→ Work instructions:
• A. Duplicate the part of the Delhi High Court case summary starting at "d) That in a" and ending at "private limited company.".
• B. Does the Delhi High Court case summary agree with each statement? Answer yes or no, and quote the deciding words. (i) The suit alleges that the plaintiff's shareholding in the Company was diluted from 99.96% to 21.44%. (ii) The suit alleges that share warrants could be issued by a private limited company. (iii) The suit alleges that Rs.1.6 crores was rotated repeatedly.
• C. Can you take the Delhi High Court case summary further, starting after its final sentence?

→ Given text:
————————
The Delhi High Court in case SAS HOSPITALITY PVT LTD & ANR versus SURYA CONSTRUCTIONS PVT LTD & ORS CS (COMM) 1496/2016, I.As. 4565/2014, 8964/2014, 2523/2017 & 2524/2017 while dealing with the issue relating to allotment of share capital, alteration and rectification of register of member observed as under:
- Before going into the question as to whether this Court has the jurisdiction to entertain and try the present suit and grant reliefs prayed for, it is necessary to analyze the scheme of the Companies Act, 2013, along with the Constitution of NCLTY. The NCLT has been vested with powers that are far reaching in respect of management and administration of Companies. The said powers of NCLT include powers as broad as “regulation of conduct of affairs of the Company” under section 242(2)(a)., as also various other specific powers. NCLT is a Tribunal which has been constituted to have exclusive jurisdiction in the conduct of affairs of a Company and its powers can be contrasted with that of CLB under the un amended Companies Act,1956
The suit was filed on the basis of the following allegations
a) That the Defendant Nos.5 to 9 were allotted shares of the Company in an illegal and clandestine manner on 5th October,
b) That the said allotment was made known by virtue of returns filed on 7th December,
c) That the allotment of shares was done in an illegal and unlawful manner by transferring the moneys belonging to the Company and showing artificial deposit of Rs.1.6 crores. In fact, the same amount of Rs.48 Lakhs belonging to the Company was rotated repeatedly to show that the Defendant Nos.5 to 9 had paid the Company between 6th and 9th September, 2013, whereas in fact they had not made the said payments.
d) That in a fraudulent manner the shareholding of the Plaintiff in the Company, which was to the tune of 99.96%, was diluted to 21.44%
e) That the share warrants, which were purportedly issued on 30th March, 2013, were illegal as the share capital did not permit issuance of share warrants. Moreover, share warrants could only be issued by a public limited company and not by a private limited company.
f) That by circulating the same amount on four different occasions and showing that the Defendant Nos.5 to 9 had subscribed to the share capital, allotment of share was made in their names, which is completely illegal.
————————
Stored data:
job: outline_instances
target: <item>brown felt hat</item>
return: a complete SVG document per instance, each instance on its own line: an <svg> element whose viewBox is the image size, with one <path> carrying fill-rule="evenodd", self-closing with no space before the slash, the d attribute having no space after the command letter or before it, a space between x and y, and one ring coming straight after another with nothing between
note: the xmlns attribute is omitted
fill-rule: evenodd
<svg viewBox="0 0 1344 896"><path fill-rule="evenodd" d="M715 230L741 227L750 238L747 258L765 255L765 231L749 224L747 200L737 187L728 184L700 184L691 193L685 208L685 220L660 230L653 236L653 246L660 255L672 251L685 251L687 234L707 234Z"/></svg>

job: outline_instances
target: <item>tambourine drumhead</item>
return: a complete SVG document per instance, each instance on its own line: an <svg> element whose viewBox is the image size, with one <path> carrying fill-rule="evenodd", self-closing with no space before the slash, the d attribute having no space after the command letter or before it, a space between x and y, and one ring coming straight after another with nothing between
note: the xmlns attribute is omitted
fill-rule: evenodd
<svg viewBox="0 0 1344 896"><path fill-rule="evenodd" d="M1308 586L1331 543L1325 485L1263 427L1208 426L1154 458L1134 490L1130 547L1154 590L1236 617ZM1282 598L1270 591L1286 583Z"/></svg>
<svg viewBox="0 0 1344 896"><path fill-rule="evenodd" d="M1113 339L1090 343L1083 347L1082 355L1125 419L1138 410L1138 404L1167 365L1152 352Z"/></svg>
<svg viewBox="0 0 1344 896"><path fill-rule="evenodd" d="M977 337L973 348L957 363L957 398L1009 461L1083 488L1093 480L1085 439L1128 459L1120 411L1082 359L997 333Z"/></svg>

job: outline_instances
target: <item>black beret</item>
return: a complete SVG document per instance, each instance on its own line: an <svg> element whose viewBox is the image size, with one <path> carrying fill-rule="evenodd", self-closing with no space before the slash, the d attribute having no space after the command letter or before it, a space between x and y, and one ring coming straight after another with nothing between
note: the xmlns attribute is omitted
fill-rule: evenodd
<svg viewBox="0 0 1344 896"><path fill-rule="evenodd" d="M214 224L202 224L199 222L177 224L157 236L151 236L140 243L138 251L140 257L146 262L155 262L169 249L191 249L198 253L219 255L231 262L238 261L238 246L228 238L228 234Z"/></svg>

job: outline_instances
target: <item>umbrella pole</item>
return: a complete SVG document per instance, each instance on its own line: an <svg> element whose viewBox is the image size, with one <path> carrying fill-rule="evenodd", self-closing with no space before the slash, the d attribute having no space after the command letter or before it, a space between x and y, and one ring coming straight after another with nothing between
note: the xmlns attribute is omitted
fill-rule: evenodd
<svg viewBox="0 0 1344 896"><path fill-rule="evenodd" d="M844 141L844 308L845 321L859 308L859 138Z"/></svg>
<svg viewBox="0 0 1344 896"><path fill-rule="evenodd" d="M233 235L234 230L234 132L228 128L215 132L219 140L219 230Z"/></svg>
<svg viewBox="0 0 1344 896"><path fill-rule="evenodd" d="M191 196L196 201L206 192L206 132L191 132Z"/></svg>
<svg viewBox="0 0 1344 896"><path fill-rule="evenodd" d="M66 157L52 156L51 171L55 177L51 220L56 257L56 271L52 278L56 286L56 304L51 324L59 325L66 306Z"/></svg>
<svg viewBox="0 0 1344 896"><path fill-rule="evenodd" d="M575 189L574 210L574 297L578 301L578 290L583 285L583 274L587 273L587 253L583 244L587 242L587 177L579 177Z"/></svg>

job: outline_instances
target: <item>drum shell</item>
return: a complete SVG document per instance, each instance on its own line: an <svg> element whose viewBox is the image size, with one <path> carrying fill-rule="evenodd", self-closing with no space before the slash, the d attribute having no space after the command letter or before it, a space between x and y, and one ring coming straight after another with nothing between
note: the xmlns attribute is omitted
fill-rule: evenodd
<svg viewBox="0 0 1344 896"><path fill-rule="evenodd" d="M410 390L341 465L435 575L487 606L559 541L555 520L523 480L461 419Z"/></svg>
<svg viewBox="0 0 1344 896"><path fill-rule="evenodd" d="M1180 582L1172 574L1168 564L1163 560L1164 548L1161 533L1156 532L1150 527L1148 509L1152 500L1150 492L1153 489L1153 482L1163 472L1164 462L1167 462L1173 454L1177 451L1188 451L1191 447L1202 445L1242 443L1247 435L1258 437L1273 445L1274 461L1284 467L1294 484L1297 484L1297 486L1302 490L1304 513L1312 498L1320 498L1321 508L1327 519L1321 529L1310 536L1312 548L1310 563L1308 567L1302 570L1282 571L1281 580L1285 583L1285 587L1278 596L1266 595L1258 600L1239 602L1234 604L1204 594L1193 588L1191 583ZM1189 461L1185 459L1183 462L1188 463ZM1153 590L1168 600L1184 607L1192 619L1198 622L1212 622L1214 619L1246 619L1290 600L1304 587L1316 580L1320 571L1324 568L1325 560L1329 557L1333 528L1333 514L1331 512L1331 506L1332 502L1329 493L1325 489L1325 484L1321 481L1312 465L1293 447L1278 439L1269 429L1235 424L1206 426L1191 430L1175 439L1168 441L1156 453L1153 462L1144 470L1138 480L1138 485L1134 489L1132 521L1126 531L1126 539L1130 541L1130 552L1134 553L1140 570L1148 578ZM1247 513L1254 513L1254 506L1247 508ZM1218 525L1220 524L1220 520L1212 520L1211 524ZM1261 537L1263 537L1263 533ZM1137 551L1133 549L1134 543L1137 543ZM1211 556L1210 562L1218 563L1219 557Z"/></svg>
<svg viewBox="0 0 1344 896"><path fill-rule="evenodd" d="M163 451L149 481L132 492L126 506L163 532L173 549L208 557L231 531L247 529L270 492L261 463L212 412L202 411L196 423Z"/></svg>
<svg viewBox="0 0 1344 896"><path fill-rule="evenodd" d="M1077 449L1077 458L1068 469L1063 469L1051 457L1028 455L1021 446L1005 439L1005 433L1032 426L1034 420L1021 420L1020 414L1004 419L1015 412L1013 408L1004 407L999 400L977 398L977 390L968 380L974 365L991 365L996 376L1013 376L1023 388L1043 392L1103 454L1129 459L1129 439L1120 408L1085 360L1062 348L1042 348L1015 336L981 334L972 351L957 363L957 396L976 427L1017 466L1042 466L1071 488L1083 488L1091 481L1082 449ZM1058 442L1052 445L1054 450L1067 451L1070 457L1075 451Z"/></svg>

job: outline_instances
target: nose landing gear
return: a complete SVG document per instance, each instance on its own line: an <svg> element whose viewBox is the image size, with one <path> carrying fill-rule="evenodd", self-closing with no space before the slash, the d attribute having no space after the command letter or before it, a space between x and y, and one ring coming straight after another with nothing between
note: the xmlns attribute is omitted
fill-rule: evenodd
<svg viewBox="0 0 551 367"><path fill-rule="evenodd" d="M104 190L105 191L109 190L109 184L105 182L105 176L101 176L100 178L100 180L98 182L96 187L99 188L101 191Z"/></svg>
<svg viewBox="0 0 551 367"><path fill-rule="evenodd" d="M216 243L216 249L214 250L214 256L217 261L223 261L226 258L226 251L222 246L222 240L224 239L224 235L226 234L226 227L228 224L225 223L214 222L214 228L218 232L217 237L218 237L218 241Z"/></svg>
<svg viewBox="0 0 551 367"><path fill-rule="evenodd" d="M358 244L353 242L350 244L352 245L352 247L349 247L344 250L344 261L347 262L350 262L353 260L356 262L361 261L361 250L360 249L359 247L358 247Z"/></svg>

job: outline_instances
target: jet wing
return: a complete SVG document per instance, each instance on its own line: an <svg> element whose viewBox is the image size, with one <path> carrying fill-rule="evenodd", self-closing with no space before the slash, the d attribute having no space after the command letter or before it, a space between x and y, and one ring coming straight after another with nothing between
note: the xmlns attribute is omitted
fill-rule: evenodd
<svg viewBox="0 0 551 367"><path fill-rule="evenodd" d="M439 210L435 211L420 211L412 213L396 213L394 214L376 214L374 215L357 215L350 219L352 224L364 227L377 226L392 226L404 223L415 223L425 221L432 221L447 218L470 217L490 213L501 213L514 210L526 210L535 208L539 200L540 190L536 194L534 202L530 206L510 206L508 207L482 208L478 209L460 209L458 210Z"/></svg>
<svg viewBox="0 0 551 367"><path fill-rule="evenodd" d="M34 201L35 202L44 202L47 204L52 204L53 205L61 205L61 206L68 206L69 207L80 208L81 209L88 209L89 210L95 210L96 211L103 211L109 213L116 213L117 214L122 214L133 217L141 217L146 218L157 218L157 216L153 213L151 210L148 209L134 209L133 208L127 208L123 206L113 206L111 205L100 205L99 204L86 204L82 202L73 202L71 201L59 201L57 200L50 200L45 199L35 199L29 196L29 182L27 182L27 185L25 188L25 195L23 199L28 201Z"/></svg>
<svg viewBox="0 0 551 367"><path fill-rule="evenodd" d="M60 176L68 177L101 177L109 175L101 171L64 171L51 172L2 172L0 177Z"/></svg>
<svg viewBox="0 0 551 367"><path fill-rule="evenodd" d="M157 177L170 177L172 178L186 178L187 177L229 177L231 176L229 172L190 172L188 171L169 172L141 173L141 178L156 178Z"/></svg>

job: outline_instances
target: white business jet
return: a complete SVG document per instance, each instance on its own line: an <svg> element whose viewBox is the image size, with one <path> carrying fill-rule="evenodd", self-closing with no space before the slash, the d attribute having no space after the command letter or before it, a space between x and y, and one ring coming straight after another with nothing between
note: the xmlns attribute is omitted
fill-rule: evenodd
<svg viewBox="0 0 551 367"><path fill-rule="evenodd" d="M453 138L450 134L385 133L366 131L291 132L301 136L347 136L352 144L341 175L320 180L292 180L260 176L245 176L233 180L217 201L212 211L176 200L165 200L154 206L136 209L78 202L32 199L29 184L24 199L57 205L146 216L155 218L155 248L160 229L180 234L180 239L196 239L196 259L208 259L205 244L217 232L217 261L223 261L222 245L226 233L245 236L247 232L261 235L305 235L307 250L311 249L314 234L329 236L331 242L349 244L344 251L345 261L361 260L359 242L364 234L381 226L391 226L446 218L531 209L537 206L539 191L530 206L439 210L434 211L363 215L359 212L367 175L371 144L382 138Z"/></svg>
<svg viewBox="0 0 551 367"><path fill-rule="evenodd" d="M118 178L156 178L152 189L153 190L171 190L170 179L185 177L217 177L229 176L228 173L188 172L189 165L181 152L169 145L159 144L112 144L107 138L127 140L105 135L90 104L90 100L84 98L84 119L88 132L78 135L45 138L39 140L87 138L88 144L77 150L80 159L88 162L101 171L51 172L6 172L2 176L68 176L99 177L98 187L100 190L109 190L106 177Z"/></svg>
————————
→ Task-by-task outputs:
• A.
d) That in a fraudulent manner the shareholding of the Plaintiff in the Company, which was to the tune of 99.96%, was diluted to 21.44%
e) That the share warrants, which were purportedly issued on 30th March, 2013, were illegal as the share capital did not permit issuance of share warrants. Moreover, share warrants could only be issued by a public limited company and not by a private limited company.

• B.
(i) Yes: "the shareholding of the Plaintiff in the Company, which was to the tune of 99.96%, was diluted to 21.44%"
(ii) No: "share warrants could only be issued by a public limited company and not by a private limited company"
(iii) No: "the same amount of Rs.48 Lakhs belonging to the Company was rotated repeatedly"

• C.
While discussing the matter , the Hon’ble Judge observed “The allegations in the present case relate to non-compliance of the stipulations in Section 62 of the 2013 Act. The non-compliance of any conditions contained in Section 62 of the 2013 Act also constitutes mismanagement of the company, inasmuch as as under Section 241 of the 2013 Act, the conduct of affairs of the company “in a manner prejudicial” to any member or “in a manner prejudicial to the interest of the company”, would be governed by the same. The jurisdiction to go into these all. allegations, vests with the Tribunal under Section 242 of the 2013 Act. Under Section 242(2), the NCLT has the power to pass “such order as it thinks fit”, including providing for “regulation of conduct of affairs of the company in future”. These powers. are extremely broad and are more than what a Civil Court can do. Even if in the present case, the Court grants the reliefs sought for by the Plaintiff, after a full trial, the effective orders in respect of regulating the company, and administering the. affairs of the company, cannot be passed in these proceedings. Such orders can only be passed by the NCLT, which has the exclusive jurisdiction to deal with the affairs of the company.”
Rejecting the suit, the court observed that, under Section 242(2) of the 2013 Act, restrictions can be imposed on the transfer or allotment of shares and passing of such orders are within the domain of the NCLT.